EXERCISE PROMPT – Please reproduce the entries below unchanged, leaving out the pictures.

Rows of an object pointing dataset
▼▼▼

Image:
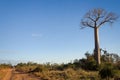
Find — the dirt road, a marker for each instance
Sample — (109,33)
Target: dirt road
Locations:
(11,74)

▲▲▲

SOLUTION TO THIS TASK –
Image:
Find — the dirt road, a marker for each instance
Sample — (109,33)
Target: dirt road
Locations:
(11,74)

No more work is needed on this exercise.